→ **Problem details**: Copy the material from the line containing "Locate every beige" through the line containing "264 104 338 259", including the requests, and offset every bounding-box coordinate in the answers by 68. Leave the pictures out.

→ **Data shown**:
-- begin --

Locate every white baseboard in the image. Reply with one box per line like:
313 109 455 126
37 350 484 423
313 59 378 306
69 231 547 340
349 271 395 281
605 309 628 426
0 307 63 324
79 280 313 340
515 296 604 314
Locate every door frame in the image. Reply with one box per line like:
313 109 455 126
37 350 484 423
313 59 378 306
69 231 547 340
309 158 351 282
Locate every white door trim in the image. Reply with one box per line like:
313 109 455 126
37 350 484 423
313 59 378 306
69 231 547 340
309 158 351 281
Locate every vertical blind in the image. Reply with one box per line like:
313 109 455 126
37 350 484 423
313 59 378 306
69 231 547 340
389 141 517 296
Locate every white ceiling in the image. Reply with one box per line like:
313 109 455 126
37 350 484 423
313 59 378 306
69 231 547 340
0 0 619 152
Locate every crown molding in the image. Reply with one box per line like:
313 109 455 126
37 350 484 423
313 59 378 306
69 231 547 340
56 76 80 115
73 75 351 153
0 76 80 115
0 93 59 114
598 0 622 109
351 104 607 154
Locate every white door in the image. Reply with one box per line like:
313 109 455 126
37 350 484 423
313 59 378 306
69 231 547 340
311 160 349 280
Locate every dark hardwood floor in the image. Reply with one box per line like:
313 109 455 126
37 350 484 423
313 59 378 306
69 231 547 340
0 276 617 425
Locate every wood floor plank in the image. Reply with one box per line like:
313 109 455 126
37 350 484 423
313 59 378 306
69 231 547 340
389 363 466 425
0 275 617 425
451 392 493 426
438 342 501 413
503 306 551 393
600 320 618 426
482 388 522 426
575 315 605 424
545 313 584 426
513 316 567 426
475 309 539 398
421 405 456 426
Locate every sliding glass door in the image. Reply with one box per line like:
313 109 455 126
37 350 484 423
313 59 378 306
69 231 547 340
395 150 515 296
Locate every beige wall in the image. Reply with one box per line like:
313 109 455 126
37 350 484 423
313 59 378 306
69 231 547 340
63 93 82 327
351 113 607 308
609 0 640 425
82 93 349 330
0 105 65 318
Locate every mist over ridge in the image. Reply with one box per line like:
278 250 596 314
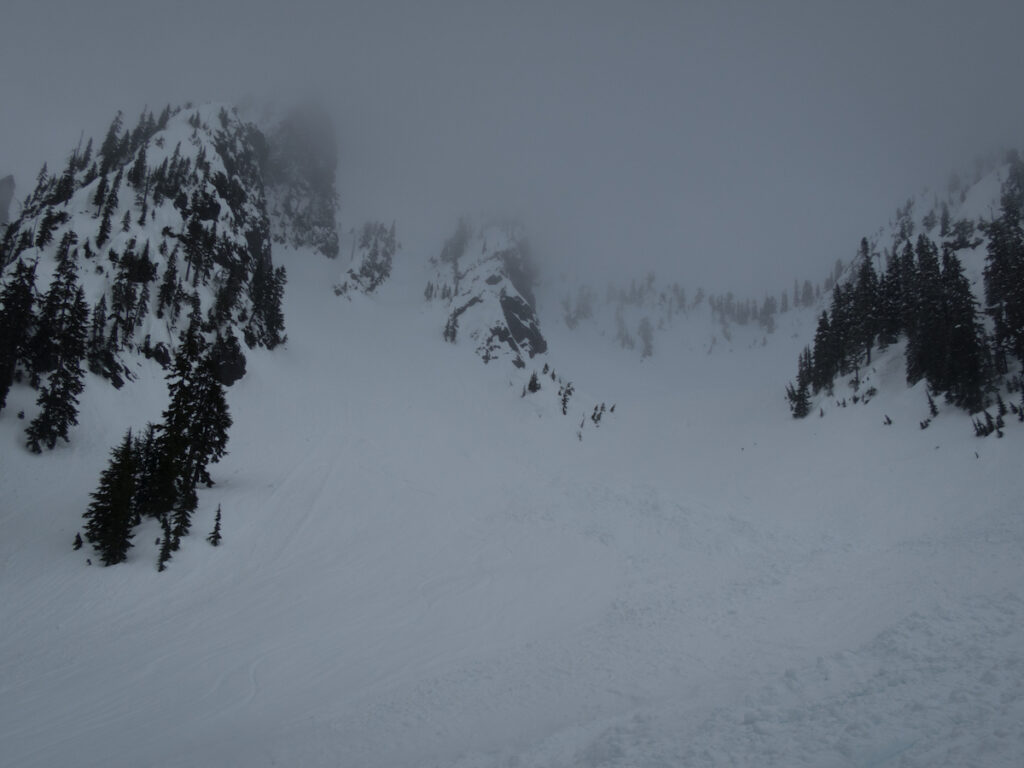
0 1 1024 293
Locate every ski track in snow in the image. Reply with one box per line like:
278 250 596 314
0 243 1024 768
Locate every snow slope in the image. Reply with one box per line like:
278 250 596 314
0 237 1024 768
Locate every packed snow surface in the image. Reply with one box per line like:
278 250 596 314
0 247 1024 768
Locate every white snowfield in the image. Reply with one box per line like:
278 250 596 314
0 241 1024 768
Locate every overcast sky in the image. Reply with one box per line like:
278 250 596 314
0 0 1024 293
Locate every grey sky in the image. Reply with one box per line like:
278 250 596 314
0 0 1024 293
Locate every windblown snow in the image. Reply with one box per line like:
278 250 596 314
0 227 1024 768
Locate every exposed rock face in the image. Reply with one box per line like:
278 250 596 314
0 176 14 226
0 104 319 384
426 221 548 368
264 104 338 259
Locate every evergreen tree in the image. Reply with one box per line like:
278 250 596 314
906 234 945 389
26 282 89 454
83 430 135 565
810 310 838 394
852 238 879 365
152 307 231 538
99 112 124 176
937 252 988 412
0 259 36 411
157 515 173 572
206 504 223 547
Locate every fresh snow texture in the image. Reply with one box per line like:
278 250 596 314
0 241 1024 768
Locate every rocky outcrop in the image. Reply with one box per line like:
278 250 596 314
426 221 548 368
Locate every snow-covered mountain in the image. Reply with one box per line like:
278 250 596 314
0 108 1024 768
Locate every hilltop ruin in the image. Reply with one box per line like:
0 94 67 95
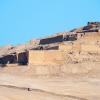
0 22 100 65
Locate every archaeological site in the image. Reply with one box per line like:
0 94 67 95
0 22 100 100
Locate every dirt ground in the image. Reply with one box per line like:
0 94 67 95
0 65 100 100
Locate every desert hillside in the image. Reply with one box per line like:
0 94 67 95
0 22 100 100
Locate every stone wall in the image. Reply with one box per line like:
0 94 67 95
59 43 100 54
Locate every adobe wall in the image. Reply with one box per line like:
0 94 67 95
59 43 100 54
29 50 65 65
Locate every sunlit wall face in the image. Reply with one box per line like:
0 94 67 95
0 0 100 45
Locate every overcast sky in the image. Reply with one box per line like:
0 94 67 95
0 0 100 46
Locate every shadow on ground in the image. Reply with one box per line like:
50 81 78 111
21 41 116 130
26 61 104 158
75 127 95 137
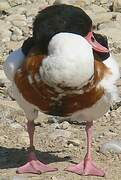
0 146 71 169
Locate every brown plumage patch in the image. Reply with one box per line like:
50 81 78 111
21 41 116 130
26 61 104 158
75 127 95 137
15 49 111 116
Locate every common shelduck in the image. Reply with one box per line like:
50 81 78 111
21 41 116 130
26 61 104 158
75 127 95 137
4 5 119 176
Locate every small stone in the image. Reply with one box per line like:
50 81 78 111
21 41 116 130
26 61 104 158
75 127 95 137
60 121 70 129
0 0 10 11
51 176 57 180
12 176 26 180
100 139 121 154
113 0 121 12
68 139 80 146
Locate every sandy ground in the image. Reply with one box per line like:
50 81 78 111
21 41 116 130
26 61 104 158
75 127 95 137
0 94 121 180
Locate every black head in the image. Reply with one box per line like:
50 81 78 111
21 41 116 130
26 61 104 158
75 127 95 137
93 33 110 61
33 4 92 53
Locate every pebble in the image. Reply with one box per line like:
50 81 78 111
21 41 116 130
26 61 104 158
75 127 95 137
12 176 26 180
100 139 121 154
68 139 80 146
60 121 70 129
51 176 57 180
0 0 10 11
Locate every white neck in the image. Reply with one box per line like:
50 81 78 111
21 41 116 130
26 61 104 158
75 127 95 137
40 33 94 88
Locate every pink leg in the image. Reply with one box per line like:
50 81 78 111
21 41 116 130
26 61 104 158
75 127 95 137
66 122 105 177
17 121 57 174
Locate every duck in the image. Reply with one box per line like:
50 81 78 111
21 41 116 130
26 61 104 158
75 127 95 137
4 5 120 177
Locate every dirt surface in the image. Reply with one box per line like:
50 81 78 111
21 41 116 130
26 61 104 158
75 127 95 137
0 96 121 180
0 0 121 180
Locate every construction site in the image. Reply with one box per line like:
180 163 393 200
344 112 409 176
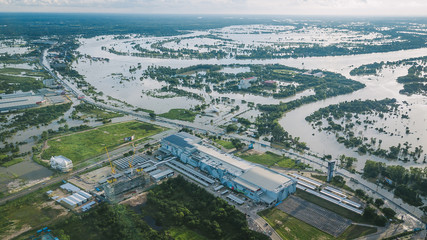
69 144 174 203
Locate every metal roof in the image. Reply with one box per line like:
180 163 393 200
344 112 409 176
195 144 254 176
60 183 80 192
227 193 245 204
71 193 86 202
153 169 174 179
236 166 293 192
163 132 201 148
79 191 92 198
233 178 260 192
60 198 77 206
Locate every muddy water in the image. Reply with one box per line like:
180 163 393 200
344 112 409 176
74 35 427 169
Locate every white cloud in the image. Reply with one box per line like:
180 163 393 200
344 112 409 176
0 0 427 16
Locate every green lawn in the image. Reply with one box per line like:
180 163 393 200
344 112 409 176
73 104 123 120
338 225 377 240
239 152 305 169
259 208 334 240
311 174 354 192
0 184 60 238
166 227 207 240
215 139 234 149
296 189 371 224
1 158 24 167
42 121 165 164
159 108 197 122
0 68 49 78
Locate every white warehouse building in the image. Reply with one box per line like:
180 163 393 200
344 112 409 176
161 132 297 204
50 155 73 172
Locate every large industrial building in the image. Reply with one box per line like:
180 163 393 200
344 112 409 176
50 155 73 172
0 91 44 113
161 132 297 204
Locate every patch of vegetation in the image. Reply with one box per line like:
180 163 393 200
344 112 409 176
1 158 25 167
259 208 334 240
311 174 354 192
143 176 269 239
338 225 378 240
363 160 427 206
215 139 234 149
296 189 381 226
159 108 197 122
350 62 384 76
50 203 168 240
0 184 60 237
305 98 398 122
0 74 43 94
71 103 123 122
350 56 427 95
238 151 309 170
41 121 164 164
166 227 208 240
0 103 71 141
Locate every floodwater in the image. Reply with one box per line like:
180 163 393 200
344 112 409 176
74 31 427 170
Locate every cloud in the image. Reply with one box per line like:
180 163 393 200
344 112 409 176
0 0 427 16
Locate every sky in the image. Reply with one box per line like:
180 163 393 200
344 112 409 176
0 0 427 17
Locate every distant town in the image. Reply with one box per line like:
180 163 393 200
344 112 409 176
0 14 427 240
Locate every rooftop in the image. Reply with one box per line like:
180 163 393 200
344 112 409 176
195 144 254 175
236 166 293 192
164 132 201 149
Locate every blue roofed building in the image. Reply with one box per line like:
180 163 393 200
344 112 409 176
161 132 297 204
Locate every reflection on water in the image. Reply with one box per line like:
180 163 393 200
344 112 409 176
74 35 427 170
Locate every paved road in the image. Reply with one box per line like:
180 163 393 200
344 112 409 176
41 47 422 233
0 130 176 205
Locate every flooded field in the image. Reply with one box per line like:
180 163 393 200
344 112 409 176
74 26 427 170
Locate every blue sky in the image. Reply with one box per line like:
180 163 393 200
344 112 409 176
0 0 427 16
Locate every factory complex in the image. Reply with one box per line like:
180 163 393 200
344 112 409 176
160 132 297 204
50 155 73 172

-- end --

→ **Solution for this exercise**:
Locate every beige wall in the image. Reply with one box per line like:
313 109 455 126
37 350 484 423
313 59 378 306
69 231 547 340
131 161 150 395
419 181 675 376
677 68 708 493
150 161 417 398
68 173 133 386
Locate every mist over ridge in the image. Reply with one box per line like:
278 250 596 314
68 69 1092 361
Locate every ski track in snow in the image. Reply with one box per line like:
278 250 596 314
68 311 1092 836
Locate every snow slope in the image. Reply with one box per line like:
278 250 596 314
68 305 1092 836
Locate every packed snow surface in the image. Reply with one box per line like:
278 250 596 314
68 315 1092 836
Locate every white snowfield in the image. Reply with one box per line like:
278 250 596 314
68 309 1092 836
Locate every overcast sky in the image. Reply with one box per line like:
278 250 596 314
68 68 1092 361
Locate every grey sky in the image. Reply with one box per line like:
278 250 596 314
68 68 1092 361
Locate every windblown snow in the image. Reply with one box per line like:
278 250 596 314
68 295 1092 836
Locate every exposed rock face in the image. Reply with one box per line like:
278 250 596 314
68 244 82 294
68 172 387 452
494 289 616 436
332 172 406 327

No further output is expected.